» **PROMPT**
Convert every line of the data below into a JSON array of strings, one string per line, with blank lines omitted and the pictures left out.

» **ROWS**
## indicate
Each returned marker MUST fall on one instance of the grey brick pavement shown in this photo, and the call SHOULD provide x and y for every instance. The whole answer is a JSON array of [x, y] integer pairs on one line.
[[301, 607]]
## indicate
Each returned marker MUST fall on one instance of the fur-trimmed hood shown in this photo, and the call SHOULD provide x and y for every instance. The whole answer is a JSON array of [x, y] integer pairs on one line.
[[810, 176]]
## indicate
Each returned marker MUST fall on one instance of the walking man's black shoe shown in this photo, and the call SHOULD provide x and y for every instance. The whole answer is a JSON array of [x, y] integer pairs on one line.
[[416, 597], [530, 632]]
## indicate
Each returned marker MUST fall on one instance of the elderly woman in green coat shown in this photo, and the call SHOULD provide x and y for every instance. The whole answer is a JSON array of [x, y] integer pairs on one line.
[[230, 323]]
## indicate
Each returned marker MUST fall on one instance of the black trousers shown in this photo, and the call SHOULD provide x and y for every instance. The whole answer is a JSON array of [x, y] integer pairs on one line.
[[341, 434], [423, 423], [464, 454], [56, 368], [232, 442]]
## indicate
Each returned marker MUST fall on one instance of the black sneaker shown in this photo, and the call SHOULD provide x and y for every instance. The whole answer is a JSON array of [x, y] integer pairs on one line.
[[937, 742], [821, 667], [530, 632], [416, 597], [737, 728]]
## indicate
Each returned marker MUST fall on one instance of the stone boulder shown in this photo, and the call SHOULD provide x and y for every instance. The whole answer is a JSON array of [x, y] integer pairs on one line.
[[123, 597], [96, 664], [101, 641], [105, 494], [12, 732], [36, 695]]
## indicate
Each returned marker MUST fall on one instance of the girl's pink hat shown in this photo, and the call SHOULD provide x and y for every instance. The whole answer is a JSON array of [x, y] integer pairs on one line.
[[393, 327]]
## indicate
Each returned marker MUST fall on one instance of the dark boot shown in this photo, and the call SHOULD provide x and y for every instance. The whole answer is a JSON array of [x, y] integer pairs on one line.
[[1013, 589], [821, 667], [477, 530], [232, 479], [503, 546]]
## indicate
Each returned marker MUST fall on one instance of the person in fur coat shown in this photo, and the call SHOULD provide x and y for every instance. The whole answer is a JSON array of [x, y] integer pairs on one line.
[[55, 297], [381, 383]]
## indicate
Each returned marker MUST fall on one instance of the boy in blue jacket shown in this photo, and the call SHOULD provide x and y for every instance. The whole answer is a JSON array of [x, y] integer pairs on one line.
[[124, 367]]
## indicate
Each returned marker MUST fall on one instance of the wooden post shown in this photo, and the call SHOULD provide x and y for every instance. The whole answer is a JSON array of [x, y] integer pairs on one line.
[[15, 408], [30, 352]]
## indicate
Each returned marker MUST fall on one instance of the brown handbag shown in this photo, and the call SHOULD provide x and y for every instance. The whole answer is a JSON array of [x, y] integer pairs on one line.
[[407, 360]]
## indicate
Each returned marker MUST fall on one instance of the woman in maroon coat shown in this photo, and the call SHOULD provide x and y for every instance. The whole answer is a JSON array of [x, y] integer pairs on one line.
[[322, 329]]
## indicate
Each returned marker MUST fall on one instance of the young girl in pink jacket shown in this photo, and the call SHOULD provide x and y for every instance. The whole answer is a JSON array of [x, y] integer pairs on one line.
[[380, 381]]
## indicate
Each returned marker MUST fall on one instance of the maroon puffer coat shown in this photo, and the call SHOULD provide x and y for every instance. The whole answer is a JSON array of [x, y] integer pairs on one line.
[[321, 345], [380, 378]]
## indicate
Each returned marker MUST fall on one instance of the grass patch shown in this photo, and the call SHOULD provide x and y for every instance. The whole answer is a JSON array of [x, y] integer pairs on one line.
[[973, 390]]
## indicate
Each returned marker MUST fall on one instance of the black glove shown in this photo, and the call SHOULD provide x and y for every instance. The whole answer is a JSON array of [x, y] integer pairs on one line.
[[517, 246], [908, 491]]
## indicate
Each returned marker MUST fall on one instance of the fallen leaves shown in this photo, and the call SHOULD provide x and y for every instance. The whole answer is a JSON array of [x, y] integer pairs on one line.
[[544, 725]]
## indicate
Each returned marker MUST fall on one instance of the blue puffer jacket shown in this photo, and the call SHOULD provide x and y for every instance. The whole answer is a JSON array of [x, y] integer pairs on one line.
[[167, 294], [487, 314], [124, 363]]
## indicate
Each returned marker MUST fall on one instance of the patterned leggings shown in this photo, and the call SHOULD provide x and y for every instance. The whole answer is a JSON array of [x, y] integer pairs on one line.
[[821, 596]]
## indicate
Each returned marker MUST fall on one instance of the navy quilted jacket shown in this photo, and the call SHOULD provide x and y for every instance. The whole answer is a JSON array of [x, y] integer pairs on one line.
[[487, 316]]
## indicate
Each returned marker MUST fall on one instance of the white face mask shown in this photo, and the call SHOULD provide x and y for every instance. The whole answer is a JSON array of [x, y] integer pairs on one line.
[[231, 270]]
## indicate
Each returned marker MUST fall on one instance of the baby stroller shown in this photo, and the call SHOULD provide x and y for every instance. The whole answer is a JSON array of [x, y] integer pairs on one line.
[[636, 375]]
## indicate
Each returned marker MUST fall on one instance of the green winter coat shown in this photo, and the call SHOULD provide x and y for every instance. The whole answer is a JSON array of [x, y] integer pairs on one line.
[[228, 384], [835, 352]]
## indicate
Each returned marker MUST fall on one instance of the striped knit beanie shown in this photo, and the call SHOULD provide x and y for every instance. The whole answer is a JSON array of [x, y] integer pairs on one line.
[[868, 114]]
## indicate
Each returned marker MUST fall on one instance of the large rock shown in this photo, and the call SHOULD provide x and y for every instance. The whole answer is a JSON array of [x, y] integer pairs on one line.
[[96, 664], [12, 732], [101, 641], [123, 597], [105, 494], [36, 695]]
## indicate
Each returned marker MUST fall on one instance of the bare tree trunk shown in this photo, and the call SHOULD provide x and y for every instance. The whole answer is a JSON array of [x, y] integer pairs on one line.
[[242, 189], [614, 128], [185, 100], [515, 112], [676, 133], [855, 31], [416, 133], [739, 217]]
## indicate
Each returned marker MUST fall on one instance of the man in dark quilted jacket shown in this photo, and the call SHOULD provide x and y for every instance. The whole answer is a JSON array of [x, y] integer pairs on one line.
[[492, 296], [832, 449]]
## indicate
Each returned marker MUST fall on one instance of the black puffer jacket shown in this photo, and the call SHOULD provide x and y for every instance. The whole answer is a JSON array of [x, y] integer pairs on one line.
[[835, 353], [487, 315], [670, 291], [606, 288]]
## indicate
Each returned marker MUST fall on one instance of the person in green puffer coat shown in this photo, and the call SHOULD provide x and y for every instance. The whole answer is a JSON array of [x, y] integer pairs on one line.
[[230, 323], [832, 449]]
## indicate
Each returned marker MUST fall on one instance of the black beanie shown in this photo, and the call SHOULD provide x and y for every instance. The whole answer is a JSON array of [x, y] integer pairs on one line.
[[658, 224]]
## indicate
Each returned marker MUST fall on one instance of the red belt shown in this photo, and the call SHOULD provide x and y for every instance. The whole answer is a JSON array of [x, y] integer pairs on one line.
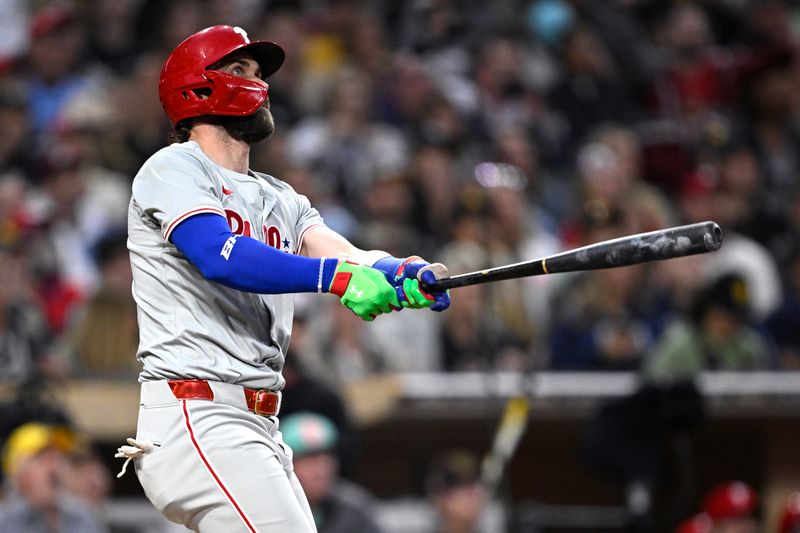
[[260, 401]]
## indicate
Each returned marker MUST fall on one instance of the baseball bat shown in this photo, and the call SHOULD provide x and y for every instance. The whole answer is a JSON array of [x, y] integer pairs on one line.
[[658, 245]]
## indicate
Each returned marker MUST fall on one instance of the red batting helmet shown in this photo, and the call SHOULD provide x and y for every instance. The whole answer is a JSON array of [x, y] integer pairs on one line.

» **EXERCISE ANSWER**
[
  "## indicate",
  "Each returned marker MUST fall on one instance of the grey brick pavement shown in this photo, and the call SHOULD provide x and y for every instance. The whole answer is a JSON array of [x, y] integer pairs on one line.",
  "[[301, 607]]",
  "## indicate",
  "Each returned marker MUST fall on one instance of the fur-trimmed hood shown in this photo, and the call SHOULD provide x and y for every instance. The whole answer is a JSON array of [x, y] integer pairs on one line.",
  "[[810, 176]]",
  "## indicate",
  "Each returned marker MUST fall on one instance of the walking man's black shoe shown in this photo, and the call SHOULD provide x and y for every instance. The whole answer is a JSON array of [x, y] integer pairs on one line.",
  "[[416, 597], [530, 632]]",
  "## indicate",
  "Each returned marker MUST fall on one instance of the elderly woman in green coat shown in this photo, and the call SHOULD provide x and y for every instance. The whole answer is a JSON array of [x, y] integer pairs on one line.",
  "[[230, 323]]",
  "## indicate",
  "Each returned marker MUST fall on one instance of the black trousers shown in this photo, and the call SHOULD provide x and y for every instance. The whole answer is a JSON array of [x, y] integer pairs on one line.",
  "[[341, 434], [423, 423], [464, 454], [56, 368], [232, 442]]",
  "## indicate",
  "Each returned marker MUST fall on one instance of the black sneaker shown in this photo, and the call SHOULD provide x and y for every instance. The whole answer is a JSON array of [x, y] integer pairs on one line.",
  "[[937, 742], [821, 667], [530, 632], [416, 597], [737, 728]]",
  "## indicate",
  "Each returned marker MUST fall on one instance of the stone boulder shown in this photo, and the call SHOULD provide x and y for every instance. The whole answer is a JSON array of [x, y] integer pairs on one line.",
  "[[123, 597], [96, 664], [101, 641], [105, 494], [12, 732], [36, 695]]",
  "## indicate",
  "Each returned marker MUST fall on one instance of the girl's pink hat shown in this photo, and the call SHOULD provide x and y for every instance. The whole answer is a JSON array of [x, y] integer pairs on one line.",
  "[[393, 327]]",
  "## indicate",
  "Each returned marker MUST fall on one instance of the dark boot shown in this photo, and the call SHOULD provide x and y for every instance. The whole answer is a JSON array of [x, y] integer pairs on one line.",
  "[[1013, 589], [821, 667], [477, 530], [232, 479], [503, 546]]",
  "## indicate",
  "Each returned marker MUST fall on one instance of the person in fur coat shown in this photo, and the call SHOULD provide x and y for every instance. The whole answer is a JSON array of [x, y] integer pairs on one line.",
  "[[55, 297], [381, 383]]",
  "## indicate",
  "Each returned marker MUST fall on one instance of the boy in blue jacket shown in this photo, and the call SHOULD provide x and y for every instance. The whole answer is a JSON array of [x, y] integer pairs on one line.",
  "[[124, 367]]",
  "## indicate",
  "Each returned marker MUST fall on one instance of the wooden post shown in this photo, and the call SHOULD provide x and y for every instance. The whole answer is a JSON array of [x, y] integer pairs on one line.",
  "[[15, 408], [30, 352]]",
  "## indicate",
  "Each returned marker MUST fall on one instance of the brown handbag shown in this photo, and the call SHOULD provide x and y for every instance. The whole answer is a JSON array of [x, y] integer pairs on one line.",
  "[[407, 360]]",
  "## indicate",
  "Each returned marker MUST fall on one instance of the woman in maroon coat shown in this photo, and the call SHOULD provide x and y for every instance. The whole answer is a JSON array of [x, y] integer pairs on one line.",
  "[[322, 329]]",
  "## indicate",
  "Each returned marker MUST fall on one instance of the young girl in pink jacket shown in this photo, and the call SHOULD provide x and y for every instance. The whole answer is a JSON array of [x, y] integer pairs on one line.",
  "[[380, 381]]",
  "## indicate",
  "Each returned marker MUST fall on one instance of the maroon puffer coat shown in this photo, and the call SHOULD provide x and y for every instance. The whole answer is a JSON array of [x, y] integer pairs on one line.",
  "[[321, 345], [380, 378]]",
  "## indicate",
  "Each returned marker MUST fall on one instance of the grass patch shown in this photo, and the call SHOULD provide x and y for every instance. The whole answer is a JSON array of [x, y] integer pairs on one line.",
  "[[973, 390]]",
  "## indicate",
  "Each returned marker MUST fall on one instance of the black glove shown in this photo, and the call SHOULD provide x and y for every instance. The whole answer is a JSON array of [x, y] integer pairs on one line.",
  "[[517, 246], [908, 491]]",
  "## indicate",
  "Each returned marker MUST fall on one instance of the fallen leaves shown in this photo, and the call SHOULD provide x and y for every instance. The whole answer is a JSON array of [x, y] integer pairs on one line.",
  "[[544, 725]]",
  "## indicate",
  "Each returned marker MUST fall on one instance of the blue puffer jacket shown in this photo, and the call SHOULD provide x and y for every instance. The whole answer is a JSON array of [x, y] integer pairs on one line.",
  "[[167, 294], [487, 314], [124, 363]]",
  "## indicate",
  "Each returned marker MUST fall on one instance of the patterned leggings shown in this photo, and the call SHOULD provide x and y for every instance. The whole answer is a JSON array of [x, y] integer pairs on one line.",
  "[[821, 596]]",
  "## indicate",
  "Each returned marker MUST fall on one instance of the navy quilted jacket shown in this photo, and the call SHOULD provide x and y for every instance. The whole answer is a JSON array of [x, y] integer pairs on one line.",
  "[[487, 316]]",
  "## indicate",
  "Each returned marker MUST fall on one instance of the white face mask shown in this photo, and the call SHOULD provide x and y for every instance. The whole answer is a JSON array of [x, y] integer pairs on one line.",
  "[[231, 270]]",
  "## indicate",
  "Each returned marker MUST fall on one instance of the baby stroller shown in this photo, and the call SHOULD provide x and y for every instance. The whole answer is a JSON array of [x, y] integer pairs on one line.",
  "[[636, 375]]",
  "## indicate",
  "Each returned marker MUST fall on one instance of the green winter coat shown in this photo, and the call SHOULD provide x and y for every instance. The whole answer is a JSON array of [x, y] integer pairs on one line.",
  "[[228, 384], [835, 352]]",
  "## indicate",
  "Each returned marker MUST fall on one instance of the striped knit beanie shown in this photo, and the call SHOULD provide x and y for every instance. The whole answer is a JSON array of [x, y] integer pairs on one line.",
  "[[868, 114]]",
  "## indicate",
  "Each returned marker MUST fall on one instance of the large rock shown in this photo, and the call SHOULD provide x and y for every instance. The whole answer is a JSON array of [x, y] integer pairs on one line.",
  "[[96, 664], [12, 732], [101, 641], [123, 597], [105, 494], [36, 695]]",
  "## indicate",
  "Each returned marker MUST fall on one instance of the bare tree trunk shown in this photo, and the call SHOULD provide x and y for every instance. The whole answer is a JSON array of [x, y] integer pairs on one line.",
  "[[242, 189], [614, 128], [185, 100], [515, 112], [676, 133], [855, 31], [416, 133], [739, 217]]",
  "## indicate",
  "Each returned marker MUST fall on one instance of the man in dark quilted jacket shown in this photo, and the call SHOULD provide x and y for every instance. The whole answer is a JSON array of [x, y] integer pairs on one line.",
  "[[492, 296], [832, 449]]",
  "## indicate",
  "Each returned marker MUST fall on one instance of the black puffer jacket shown in this photo, and the call SHOULD provide x and y for every instance. The whole answer is a JSON array of [x, y] integer pairs on one line.",
  "[[835, 353], [487, 315], [670, 291], [606, 288]]",
  "## indicate",
  "Each returned marker MUST fall on one instance of the person in green puffer coat shown in this photo, and the call SHOULD provide x and y for every instance. The whole answer is a JSON array of [x, y] integer pairs on one line.",
  "[[230, 323], [832, 449]]",
  "## indicate",
  "Each returned marker MUST fall on one instance of the black beanie shown in this photo, and the call SHOULD provide x and y for every instance. The whole answer is a JSON array of [x, y] integer pairs on one line.",
  "[[658, 224]]",
  "## indicate",
  "Each returned marker MUST fall on one instance of the red belt shown in this photo, and the call SHOULD provide x and y for every instance. The whole answer is a JSON array of [x, y] integer pairs on one line.",
  "[[260, 401]]",
  "## indicate",
  "Each returned marker MUST fall on one instance of the baseball bat shown in this photo, and the call SHOULD provide x and y for every instance. The whole answer is a JSON array of [x, y] integer pairs on one line.",
  "[[658, 245]]",
  "## indicate",
  "Each returned marker MUST fall on one instance of the red batting helmet shown in this photo, and the call SHOULD provide x and y for every instance. The whole answer is a JSON array of [x, y] integer pairs on one line."
]